## Verilen Metin
6 Eylül 2015 Pazar

Kırk Yılda Bir Kere...

Günaydın dostlar.

Kırk yılda bir olmayacak bir şey başarıyoruz, ondan sonra da sanki o bizim normal halimizmiş gibi havalara giriyoruz. Bu durum her konu için geçerli olmakla beraber bugünlerde bunun en canlı örneğini futbol konusunda yaşıyoruz.
Bazen birçok tesadüf bir araya geliyor ve mucize bir süreç yaşıyoruz. Örnek olarak, Avrupa kupasında yarı finale yükseldiğimiz süreç böyle bir süreçtir. Son saniyede çatala giden toptan tutun da, Fatih Terim balına kadar birçok şeyin bir araya geldiği bir ortamda tarihi bir başarı yaşadık. Sonra ne yaptık? Hemen kendimizi Avrupa’nın en iyi takımlarından biri zannetmeye başladık.


Kendimize gelmek de yarar var. Normal olan bizim bu turnuvalara gidemememiz. Genelde de zaten gidemiyoruz. Kaç turnuva olmuş ve biz kaçına gidebilmişiz? Sanki her turnuvanın değişmez takımıymışız gibi havalara giriyoruz hemen. Ben yarım asırdan fazla bir süredir bu ülkede yaşıyorum ve milli takımın 2, Galatasaray’ın 1 başarısı dışında da başka bir başarı görmedim. Demek ki averaj olarak 17-18 senede bir kere bir balık atıyoruz ama normal seviyemiz bu değil.

Bizim fiziksel yapımız da, psikolojik yapımız da futbol oynamaya hiç ama hiç uygun değil. Ne enerjimiz var, ne teknik becerimiz var, ne de bu işlerin psikolojisini kaldıracak ruh halimiz.

## Yapılacaklar
a) Futbol yazısına göre aşağıdaki soruları yanıtlayın.
(i) Yazının tarihi nedir?
(ii) Yazar ne kadar süredir bu ülkede yaşıyor?
(iii) Yazara göre ortalama kaç senede bir başarı geliyor?
b) Futbol yazısında "Kendimize gelmek de" sözlerinin geçtiği yerden başlayıp "kaldıracak ruh halimiz." sözlerinden sonra durarak ilgili bölümü alıntılayın.
c) Futbol yazısına göre Avrupa kupasında yarı finale yükselinen süreç neden mucize bir süreç olarak gösteriliyor?

## Verilen Bilgiler
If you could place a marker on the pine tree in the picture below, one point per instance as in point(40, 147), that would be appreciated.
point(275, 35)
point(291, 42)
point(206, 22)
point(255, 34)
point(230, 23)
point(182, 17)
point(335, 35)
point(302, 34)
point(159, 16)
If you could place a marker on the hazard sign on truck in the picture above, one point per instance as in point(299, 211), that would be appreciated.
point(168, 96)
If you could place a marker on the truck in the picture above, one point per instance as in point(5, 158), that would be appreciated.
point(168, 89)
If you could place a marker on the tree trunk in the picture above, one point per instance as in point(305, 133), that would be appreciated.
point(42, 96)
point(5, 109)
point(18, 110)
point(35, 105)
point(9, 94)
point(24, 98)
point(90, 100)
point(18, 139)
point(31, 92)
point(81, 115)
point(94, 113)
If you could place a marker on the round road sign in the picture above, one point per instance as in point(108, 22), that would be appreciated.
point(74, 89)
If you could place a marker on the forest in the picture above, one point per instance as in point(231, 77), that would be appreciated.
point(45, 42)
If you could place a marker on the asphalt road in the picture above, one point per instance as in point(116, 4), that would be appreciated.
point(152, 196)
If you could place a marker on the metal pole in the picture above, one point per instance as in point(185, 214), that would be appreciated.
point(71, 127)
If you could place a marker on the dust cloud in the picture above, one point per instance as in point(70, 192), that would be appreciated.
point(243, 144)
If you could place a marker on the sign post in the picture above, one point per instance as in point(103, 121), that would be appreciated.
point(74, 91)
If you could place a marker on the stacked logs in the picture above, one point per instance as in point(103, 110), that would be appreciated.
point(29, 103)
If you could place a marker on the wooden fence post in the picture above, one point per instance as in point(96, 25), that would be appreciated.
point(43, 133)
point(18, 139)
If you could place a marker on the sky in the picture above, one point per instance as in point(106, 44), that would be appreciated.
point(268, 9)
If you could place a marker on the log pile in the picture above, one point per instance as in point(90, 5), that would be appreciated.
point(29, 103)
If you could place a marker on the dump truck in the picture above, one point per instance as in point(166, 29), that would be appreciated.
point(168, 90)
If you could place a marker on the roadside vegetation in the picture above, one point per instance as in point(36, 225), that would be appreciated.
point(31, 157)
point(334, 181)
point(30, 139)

## Soruların Cevapları
a)
(i) 6 Eylül 2015 Pazar.
(ii) Yarım asırdan fazla bir süredir.
(iii) Ortalama 17-18 senede bir.

b)
Kendimize gelmek de yarar var. Normal olan bizim bu turnuvalara gidemememiz. Genelde de zaten gidemiyoruz. Kaç turnuva olmuş ve biz kaçına gidebilmişiz? Sanki her turnuvanın değişmez takımıymışız gibi havalara giriyoruz hemen. Ben yarım asırdan fazla bir süredir bu ülkede yaşıyorum ve milli takımın 2, Galatasaray’ın 1 başarısı dışında da başka bir başarı görmedim. Demek ki averaj olarak 17-18 senede bir kere bir balık atıyoruz ama normal seviyemiz bu değil.

Bizim fiziksel yapımız da, psikolojik yapımız da futbol oynamaya hiç ama hiç uygun değil. Ne enerjimiz var, ne teknik becerimiz var, ne de bu işlerin psikolojisini kaldıracak ruh halimiz.

c) Bu süreçte birçok tesadüf bir araya gelmiştir. Son saniyede çatala giden toptan Fatih Terim balına kadar pek çok şey birleşince tarihi bir başarı yaşanmıştır.